DIRECTION: Edit the items by replacing "Record each" with "List each" throughout, keeping all other text the same, and leave the pictures out of your answer.

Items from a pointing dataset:
# # #

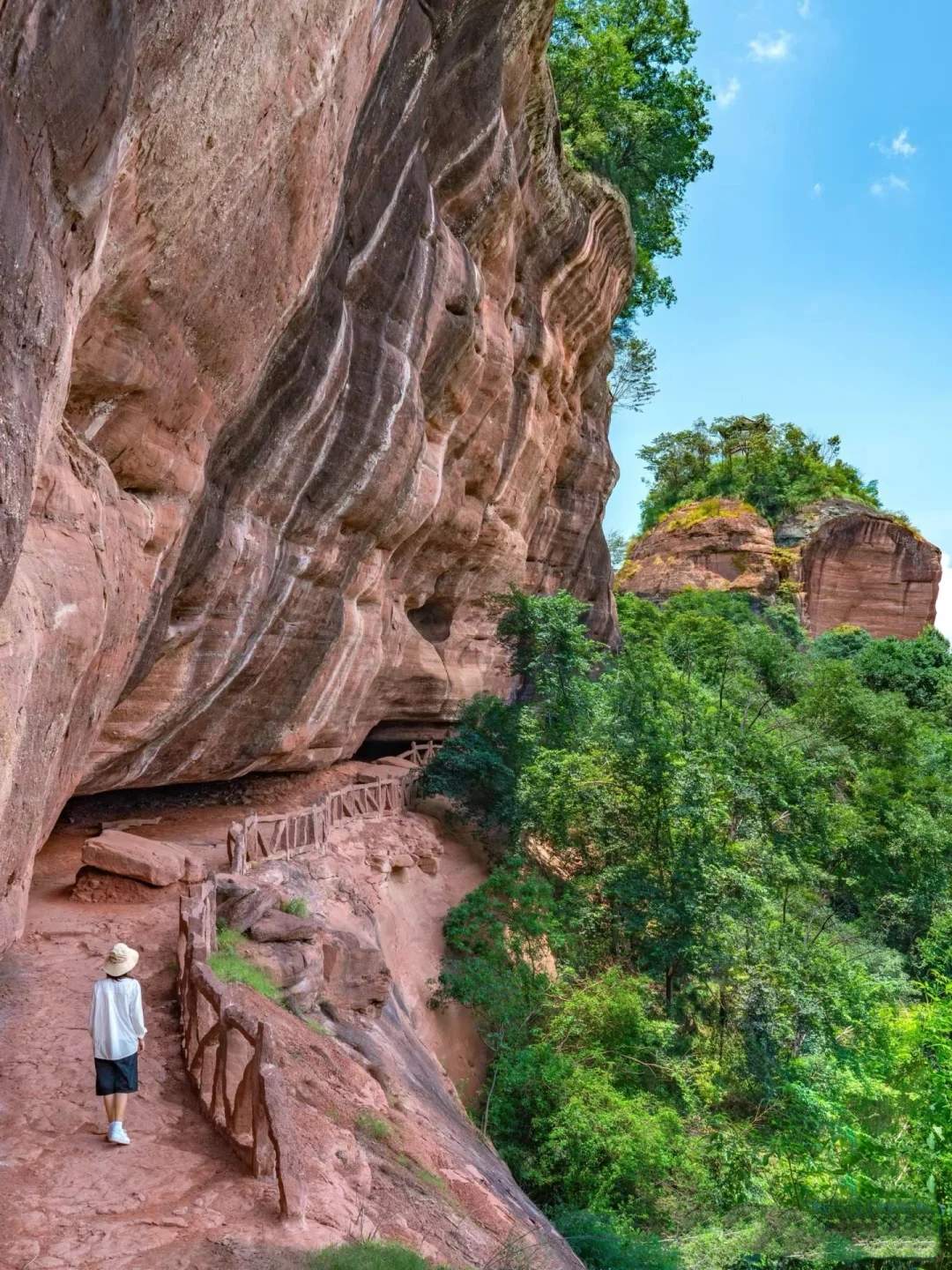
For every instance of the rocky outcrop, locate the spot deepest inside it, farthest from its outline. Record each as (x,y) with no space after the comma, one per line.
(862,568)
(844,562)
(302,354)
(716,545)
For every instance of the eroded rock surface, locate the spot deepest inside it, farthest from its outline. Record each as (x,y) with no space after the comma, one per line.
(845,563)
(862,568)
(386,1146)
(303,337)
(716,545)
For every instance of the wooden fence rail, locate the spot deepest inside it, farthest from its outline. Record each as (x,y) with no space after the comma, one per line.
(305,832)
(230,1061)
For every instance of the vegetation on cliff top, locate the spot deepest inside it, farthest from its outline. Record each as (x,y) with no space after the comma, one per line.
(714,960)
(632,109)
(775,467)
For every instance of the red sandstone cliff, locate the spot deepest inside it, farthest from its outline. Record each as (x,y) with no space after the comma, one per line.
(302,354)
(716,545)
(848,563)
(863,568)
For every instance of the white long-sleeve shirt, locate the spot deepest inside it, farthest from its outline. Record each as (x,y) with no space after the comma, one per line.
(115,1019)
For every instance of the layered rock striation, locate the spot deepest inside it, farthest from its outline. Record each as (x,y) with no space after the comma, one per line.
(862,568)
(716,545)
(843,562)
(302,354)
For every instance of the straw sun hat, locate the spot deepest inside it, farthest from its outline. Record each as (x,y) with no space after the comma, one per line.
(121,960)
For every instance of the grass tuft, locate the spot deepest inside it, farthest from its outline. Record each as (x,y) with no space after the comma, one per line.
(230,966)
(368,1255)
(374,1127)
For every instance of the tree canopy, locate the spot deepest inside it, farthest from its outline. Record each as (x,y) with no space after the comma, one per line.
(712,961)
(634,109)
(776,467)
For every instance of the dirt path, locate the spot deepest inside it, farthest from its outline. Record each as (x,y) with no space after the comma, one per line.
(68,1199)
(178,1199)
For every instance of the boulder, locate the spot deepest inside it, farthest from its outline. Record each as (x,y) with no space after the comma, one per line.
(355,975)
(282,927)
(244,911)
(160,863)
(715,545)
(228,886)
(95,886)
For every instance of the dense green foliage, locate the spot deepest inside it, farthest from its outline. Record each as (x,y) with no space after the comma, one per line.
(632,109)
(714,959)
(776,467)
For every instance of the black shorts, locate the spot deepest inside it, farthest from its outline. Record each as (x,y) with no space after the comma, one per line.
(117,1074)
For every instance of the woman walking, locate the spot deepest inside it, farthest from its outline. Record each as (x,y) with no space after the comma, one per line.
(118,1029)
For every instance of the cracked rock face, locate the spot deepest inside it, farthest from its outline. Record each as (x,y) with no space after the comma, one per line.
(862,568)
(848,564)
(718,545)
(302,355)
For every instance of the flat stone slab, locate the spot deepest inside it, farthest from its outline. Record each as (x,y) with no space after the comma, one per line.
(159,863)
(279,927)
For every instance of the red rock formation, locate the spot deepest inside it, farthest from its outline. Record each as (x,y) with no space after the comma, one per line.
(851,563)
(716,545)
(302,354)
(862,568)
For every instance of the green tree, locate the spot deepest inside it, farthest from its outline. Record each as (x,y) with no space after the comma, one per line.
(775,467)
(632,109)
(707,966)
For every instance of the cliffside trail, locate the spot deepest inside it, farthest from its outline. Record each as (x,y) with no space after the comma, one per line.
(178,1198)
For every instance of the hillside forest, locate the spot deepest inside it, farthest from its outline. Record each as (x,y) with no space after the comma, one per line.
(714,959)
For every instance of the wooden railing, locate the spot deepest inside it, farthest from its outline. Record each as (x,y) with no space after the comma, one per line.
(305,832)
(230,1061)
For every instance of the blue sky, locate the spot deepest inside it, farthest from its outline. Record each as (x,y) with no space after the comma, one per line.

# # #

WRITTEN ANSWER:
For every instance of the rocky outcrop, locate the spot deepest inside it, farthest from its outline. List each as (x,y) with no space after the comma, one per line.
(862,568)
(844,562)
(302,354)
(716,545)
For every instance of the eroded rock surface, locate the spot deepest inside it, farthest from its outline. List each as (x,y) with no space after the comma, one per line.
(845,563)
(862,568)
(386,1146)
(303,337)
(716,545)
For every instance of the wooden fence rail, locate the spot deepest inside it, farthest from its outline. List each as (x,y) with no space after the comma, one per line.
(305,832)
(230,1061)
For every instance of the vegetation on cliff top, locate the spot deepest inside it, farthest from its outline. List each as (x,y) with no space after the comma, one per line.
(714,960)
(632,109)
(775,467)
For every instance of the red sandstone cliff, locate the spot deepest inside it, farthest from its outline. List each as (x,y) with no space after the comma, one per line.
(302,354)
(716,545)
(848,563)
(863,568)
For every instance of the white long-sleeve shirt, locate the spot deepest inside it, farthest from its outline. List each as (x,y) with no space after the comma, one per line.
(115,1019)
For every instance of the layered rock striation, locate the spot deepest inside it, farthest from its outline. List each as (x,y) with no space after the comma, one per line.
(862,568)
(716,545)
(843,562)
(302,354)
For every instance of the straw sun hat, locate the spot deepest inside it, farthest from its outline. List each as (x,y) with no space after the comma, one per line.
(121,960)
For every instance of the grass tuft, locate the spot deepest inside it, farthest from its outline. List each as (x,y) with no space after the comma, one per line.
(230,966)
(368,1255)
(374,1127)
For every instance of the tree canopy, locate the spot deepest inside it, farthest from its outline. List each as (x,y) with no space after the comma, one per line.
(712,961)
(634,109)
(776,467)
For every instance of the dirt path, locate the spot deepest inside it, farthest from its outline. List each as (x,y) with no space after the comma, one per line.
(68,1199)
(178,1199)
For every instance of the boulder, locate the spot deepest inside it, farthest from its outline. List each as (x,y) with no space after the comma, one per line.
(355,975)
(282,927)
(244,911)
(160,863)
(715,545)
(228,886)
(95,886)
For every instance of the dense green foliage, locate the spot deepest inside it, farthest from its outline. List each as (x,y) with no space after the comma, one per line.
(632,109)
(714,959)
(776,467)
For every instance of the black shorts, locate the spot deepest inside it, farthest from its outline. List each as (x,y) with no space after the comma, one per line.
(117,1074)
For every instance of the woman walking, locate the spot deepest inside it, farthest from its outline. List each as (x,y) with no space after the comma, one per line.
(118,1029)
For every instance of the cracked rock face, locate the spot deepest inside it, farthest from its outline. List each as (x,y) with no space after the comma, one per line.
(862,568)
(848,564)
(718,545)
(302,355)
For every instance of the flat stone slab, locate the spot deepest inside it, farthest from its outline. List each as (x,y) with no space after the comma, one per line.
(159,863)
(279,927)
For every instance of the red rock formation, locate the spot deepest inside it, farthest from its outline. List each as (x,y) with no space after the comma, one per line.
(851,563)
(716,545)
(302,354)
(862,568)
For every instance of the green tree, locate the spot deepest inside it, farthest from its outline. List each as (x,y) with no space after the comma, one per line.
(775,467)
(632,109)
(707,966)
For every instance of the cliffside trail, locate the spot deepest inside it, farthest from its outline. List each as (x,y) with no space after the comma, one per line.
(178,1198)
For every instance of the hillside forest, locate the spot deepest inside it, farthest from its outline. List each as (x,y) with no space after the comma, one per line.
(714,959)
For every instance of the wooden railing, locate the spot deepest inside it, farthest from its outline. List each as (x,y) with no space after the comma, one per line.
(305,832)
(230,1061)
For every instance of the blue sky, locate the spot deepest inside it, farthest from its outline. List each as (x,y) with no space after the comma, one per line.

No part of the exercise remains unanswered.